- _Short task_
Reproduce verbatim the entries below, from the line containing "Label each instance of the locomotive" down to the line containing "column 181, row 83", both lines included.

***** Records to use *****

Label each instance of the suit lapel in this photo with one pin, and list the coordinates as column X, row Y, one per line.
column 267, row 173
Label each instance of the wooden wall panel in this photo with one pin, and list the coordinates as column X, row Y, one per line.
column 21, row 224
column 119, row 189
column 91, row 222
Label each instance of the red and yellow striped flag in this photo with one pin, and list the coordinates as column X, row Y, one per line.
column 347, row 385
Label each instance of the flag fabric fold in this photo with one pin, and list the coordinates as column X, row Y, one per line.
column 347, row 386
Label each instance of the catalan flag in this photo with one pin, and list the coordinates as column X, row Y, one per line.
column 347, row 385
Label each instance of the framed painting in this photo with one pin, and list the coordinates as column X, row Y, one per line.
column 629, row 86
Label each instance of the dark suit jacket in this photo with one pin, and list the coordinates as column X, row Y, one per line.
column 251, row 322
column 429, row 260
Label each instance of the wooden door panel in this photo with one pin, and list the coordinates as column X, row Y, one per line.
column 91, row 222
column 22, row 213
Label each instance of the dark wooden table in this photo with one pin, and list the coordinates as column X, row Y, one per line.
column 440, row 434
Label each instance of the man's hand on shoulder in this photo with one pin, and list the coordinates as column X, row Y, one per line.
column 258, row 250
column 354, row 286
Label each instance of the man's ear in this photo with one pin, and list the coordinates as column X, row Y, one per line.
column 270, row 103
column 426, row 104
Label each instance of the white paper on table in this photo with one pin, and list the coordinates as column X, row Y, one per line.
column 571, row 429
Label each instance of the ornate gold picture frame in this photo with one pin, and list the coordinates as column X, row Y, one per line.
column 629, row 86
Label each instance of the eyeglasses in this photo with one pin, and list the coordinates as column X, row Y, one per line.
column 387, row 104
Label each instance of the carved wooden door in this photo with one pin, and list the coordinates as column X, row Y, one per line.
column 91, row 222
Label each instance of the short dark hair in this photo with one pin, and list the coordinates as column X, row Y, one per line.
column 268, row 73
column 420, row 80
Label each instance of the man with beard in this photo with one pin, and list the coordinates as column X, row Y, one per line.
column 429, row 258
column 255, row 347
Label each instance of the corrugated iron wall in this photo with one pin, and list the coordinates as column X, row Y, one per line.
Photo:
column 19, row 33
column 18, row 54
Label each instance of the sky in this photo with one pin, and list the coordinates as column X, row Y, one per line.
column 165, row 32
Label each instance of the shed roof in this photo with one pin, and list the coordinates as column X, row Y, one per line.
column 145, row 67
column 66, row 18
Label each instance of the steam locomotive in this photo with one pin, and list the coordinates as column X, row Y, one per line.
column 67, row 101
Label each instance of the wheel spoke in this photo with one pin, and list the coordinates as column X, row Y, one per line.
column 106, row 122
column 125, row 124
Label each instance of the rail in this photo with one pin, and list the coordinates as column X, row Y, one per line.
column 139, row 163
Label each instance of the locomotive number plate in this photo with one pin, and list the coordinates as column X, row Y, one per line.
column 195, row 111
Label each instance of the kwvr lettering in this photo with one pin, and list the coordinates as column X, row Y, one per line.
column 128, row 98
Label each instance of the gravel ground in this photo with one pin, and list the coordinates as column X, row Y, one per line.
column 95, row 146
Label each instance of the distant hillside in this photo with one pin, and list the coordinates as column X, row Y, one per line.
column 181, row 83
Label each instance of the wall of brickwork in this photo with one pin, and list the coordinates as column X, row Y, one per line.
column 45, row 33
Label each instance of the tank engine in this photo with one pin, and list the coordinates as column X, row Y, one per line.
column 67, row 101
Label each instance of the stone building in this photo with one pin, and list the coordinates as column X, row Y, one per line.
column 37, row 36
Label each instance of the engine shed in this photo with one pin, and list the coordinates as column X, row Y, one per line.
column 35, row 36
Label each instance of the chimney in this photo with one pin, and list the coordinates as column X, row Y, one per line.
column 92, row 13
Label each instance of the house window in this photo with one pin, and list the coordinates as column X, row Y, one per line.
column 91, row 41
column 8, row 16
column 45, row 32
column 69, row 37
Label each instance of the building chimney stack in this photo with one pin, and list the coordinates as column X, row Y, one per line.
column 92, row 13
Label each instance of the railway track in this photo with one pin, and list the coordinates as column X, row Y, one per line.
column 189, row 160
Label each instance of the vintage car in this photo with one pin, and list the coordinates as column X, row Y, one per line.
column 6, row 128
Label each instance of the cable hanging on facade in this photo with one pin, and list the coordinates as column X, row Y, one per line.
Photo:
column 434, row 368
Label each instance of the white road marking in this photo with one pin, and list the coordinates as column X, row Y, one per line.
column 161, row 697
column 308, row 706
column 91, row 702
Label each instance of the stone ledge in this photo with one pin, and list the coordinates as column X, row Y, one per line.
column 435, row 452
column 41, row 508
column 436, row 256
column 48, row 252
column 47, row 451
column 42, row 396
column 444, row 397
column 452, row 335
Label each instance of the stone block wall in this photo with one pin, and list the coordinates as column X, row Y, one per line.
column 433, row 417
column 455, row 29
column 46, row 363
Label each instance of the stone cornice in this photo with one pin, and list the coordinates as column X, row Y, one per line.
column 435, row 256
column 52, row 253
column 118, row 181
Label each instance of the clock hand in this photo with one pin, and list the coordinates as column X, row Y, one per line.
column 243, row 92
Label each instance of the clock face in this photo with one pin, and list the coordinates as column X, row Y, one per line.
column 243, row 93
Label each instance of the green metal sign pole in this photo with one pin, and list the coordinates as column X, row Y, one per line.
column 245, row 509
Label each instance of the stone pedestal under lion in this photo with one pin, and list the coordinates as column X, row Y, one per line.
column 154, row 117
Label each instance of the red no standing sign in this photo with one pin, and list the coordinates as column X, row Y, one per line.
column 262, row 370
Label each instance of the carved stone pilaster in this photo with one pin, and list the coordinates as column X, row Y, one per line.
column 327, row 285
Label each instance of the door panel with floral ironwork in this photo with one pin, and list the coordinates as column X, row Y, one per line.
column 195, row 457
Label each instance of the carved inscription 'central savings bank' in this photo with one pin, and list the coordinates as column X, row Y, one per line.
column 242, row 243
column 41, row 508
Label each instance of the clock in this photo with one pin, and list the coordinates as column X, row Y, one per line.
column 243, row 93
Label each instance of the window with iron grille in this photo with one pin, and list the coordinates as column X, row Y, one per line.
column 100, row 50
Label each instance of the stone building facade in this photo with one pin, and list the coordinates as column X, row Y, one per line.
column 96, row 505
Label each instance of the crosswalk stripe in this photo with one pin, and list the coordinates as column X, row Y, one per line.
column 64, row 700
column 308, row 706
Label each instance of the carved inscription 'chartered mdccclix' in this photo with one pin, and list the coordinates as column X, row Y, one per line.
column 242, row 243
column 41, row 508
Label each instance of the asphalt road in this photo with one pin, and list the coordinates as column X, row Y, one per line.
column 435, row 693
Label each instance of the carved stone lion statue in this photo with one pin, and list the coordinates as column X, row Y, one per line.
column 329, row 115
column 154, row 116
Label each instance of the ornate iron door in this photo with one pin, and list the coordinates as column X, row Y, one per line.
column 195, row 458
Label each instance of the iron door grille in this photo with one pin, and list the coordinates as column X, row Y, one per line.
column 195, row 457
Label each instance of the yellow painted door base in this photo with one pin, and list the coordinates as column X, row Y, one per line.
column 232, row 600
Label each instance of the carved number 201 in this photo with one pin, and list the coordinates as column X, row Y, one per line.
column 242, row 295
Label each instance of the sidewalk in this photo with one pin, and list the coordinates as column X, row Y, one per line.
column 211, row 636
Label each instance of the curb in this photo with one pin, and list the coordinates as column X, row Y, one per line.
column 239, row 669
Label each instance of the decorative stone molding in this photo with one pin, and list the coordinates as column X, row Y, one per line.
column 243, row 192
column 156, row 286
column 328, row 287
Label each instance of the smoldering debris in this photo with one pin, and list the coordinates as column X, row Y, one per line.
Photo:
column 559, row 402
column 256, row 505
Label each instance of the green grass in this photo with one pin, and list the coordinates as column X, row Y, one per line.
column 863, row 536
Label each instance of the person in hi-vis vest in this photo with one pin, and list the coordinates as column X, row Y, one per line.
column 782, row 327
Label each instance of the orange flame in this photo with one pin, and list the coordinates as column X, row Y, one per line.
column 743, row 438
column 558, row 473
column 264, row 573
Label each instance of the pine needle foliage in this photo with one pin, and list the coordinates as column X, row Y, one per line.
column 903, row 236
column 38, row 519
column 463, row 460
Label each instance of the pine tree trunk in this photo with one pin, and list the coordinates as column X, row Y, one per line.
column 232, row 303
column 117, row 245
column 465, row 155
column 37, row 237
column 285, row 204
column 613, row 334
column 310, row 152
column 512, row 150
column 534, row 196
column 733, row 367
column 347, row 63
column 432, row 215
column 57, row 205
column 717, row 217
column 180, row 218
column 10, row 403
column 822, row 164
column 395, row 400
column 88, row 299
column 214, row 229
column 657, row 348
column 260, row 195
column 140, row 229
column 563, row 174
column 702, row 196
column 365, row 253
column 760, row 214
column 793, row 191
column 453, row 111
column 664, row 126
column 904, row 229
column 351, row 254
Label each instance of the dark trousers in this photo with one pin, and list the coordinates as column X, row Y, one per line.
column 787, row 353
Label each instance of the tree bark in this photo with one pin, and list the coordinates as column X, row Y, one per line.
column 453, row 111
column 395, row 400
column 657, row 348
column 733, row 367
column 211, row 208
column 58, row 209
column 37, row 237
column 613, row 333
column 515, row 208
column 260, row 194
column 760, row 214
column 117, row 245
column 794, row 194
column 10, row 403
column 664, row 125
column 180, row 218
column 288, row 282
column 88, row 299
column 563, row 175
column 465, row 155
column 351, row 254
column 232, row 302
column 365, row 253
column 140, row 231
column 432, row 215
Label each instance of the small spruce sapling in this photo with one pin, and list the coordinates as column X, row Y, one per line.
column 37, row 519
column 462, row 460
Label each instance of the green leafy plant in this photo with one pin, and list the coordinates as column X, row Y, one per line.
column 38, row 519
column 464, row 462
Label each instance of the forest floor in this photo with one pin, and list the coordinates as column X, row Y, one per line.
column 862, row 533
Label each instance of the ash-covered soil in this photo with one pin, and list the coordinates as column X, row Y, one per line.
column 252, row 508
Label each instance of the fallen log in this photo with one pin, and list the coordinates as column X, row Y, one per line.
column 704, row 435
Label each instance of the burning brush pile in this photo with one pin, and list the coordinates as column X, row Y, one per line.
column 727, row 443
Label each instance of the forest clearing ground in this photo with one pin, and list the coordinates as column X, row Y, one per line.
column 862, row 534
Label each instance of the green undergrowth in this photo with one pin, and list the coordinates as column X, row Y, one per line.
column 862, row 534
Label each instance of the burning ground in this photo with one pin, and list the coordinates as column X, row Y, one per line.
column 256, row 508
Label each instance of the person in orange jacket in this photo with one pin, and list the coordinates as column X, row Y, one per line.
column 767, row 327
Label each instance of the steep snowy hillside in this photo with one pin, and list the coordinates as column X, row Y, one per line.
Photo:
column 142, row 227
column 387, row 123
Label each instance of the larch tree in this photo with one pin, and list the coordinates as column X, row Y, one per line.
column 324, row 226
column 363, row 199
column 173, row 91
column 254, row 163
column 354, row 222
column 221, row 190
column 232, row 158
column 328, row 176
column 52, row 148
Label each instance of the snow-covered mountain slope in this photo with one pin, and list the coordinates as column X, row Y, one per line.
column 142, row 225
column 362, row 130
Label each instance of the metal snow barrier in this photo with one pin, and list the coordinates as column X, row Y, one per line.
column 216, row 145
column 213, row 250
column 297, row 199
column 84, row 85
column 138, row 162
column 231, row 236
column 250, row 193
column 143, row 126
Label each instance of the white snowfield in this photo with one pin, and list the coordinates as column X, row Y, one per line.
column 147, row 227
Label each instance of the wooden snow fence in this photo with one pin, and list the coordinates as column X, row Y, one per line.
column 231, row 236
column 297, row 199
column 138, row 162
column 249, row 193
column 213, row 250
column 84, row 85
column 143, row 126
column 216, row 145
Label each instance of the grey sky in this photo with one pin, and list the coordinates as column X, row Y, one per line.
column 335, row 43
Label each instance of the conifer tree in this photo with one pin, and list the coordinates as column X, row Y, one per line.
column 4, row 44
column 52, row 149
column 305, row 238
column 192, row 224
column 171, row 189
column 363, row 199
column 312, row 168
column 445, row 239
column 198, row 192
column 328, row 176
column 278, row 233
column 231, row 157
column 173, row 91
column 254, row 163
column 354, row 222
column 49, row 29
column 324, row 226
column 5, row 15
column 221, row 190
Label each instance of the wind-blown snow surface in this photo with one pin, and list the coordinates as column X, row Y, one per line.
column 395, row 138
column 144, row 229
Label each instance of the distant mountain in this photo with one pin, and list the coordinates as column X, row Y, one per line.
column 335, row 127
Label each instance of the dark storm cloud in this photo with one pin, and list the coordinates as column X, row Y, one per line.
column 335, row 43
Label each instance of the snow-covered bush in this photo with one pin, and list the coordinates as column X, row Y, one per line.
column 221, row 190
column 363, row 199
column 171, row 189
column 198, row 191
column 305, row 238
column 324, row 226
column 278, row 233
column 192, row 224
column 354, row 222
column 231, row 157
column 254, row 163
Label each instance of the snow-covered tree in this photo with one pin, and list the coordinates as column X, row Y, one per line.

*****

- _Answer in full_
Label each instance of the locomotive number plate in this photo with one pin, and list the coordinates as column X, row Y, one per line.
column 195, row 111
Label each instance of the kwvr lettering in this photo with one pin, and list the coordinates as column X, row Y, one per line.
column 128, row 98
Label each instance of the gravel ground in this photo with one pin, and list the coordinates as column X, row Y, one per line.
column 95, row 146
Label each instance of the distant hillside in this photo with one pin, and list the coordinates as column X, row Y, one per line.
column 181, row 83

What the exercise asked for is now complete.